• _Exercise objective_
Can you lay out the data below as a JSON list of strings, one per line with blank lines omitted, from the line containing "Each instance of the blue leaf" up to and including the last line of the data?

─── Data provided ───

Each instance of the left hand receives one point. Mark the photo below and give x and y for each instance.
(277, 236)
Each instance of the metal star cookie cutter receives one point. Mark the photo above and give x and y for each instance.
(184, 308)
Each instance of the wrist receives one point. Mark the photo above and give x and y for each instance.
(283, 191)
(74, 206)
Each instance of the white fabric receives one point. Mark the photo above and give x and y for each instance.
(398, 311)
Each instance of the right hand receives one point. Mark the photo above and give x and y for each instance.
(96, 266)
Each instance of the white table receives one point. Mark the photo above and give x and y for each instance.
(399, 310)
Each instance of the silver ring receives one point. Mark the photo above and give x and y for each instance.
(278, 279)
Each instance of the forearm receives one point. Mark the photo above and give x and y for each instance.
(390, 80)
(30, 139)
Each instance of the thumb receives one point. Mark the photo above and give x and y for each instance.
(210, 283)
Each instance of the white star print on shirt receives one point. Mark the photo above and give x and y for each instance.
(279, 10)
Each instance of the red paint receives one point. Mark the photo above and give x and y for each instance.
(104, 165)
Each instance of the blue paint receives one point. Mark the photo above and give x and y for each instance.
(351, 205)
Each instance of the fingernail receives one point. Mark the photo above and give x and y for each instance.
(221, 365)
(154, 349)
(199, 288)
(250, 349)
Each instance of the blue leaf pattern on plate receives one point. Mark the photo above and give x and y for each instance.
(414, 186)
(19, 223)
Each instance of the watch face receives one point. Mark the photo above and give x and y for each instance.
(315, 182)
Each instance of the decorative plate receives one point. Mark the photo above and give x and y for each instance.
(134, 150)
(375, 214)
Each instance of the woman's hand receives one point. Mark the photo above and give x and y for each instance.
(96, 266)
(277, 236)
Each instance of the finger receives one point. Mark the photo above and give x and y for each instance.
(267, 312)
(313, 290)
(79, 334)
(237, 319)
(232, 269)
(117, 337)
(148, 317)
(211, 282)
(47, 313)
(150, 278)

───

• _Exercise output_
[
  "Each instance of the blue leaf pattern on plate receives one point. Mark the photo above and give x and y for each instance.",
  "(414, 186)",
  "(19, 223)",
  "Each instance of the watch face receives one point. Mark the photo above and give x and y for each instance.",
  "(315, 182)",
  "Each instance of the decorative plate receives one point. Mark the photo above and give x and y for each instance.",
  "(134, 150)",
  "(375, 214)",
  "Each instance of the woman's hand receives one point. Mark the photo above and give x and y for each instance.",
  "(96, 266)",
  "(277, 236)",
  "Each instance of the finger receives one point. Mark the photo above and give x and y for each instance.",
  "(267, 312)",
  "(313, 290)",
  "(79, 334)",
  "(237, 319)",
  "(232, 269)",
  "(117, 337)",
  "(148, 317)",
  "(211, 282)",
  "(47, 313)",
  "(150, 278)"
]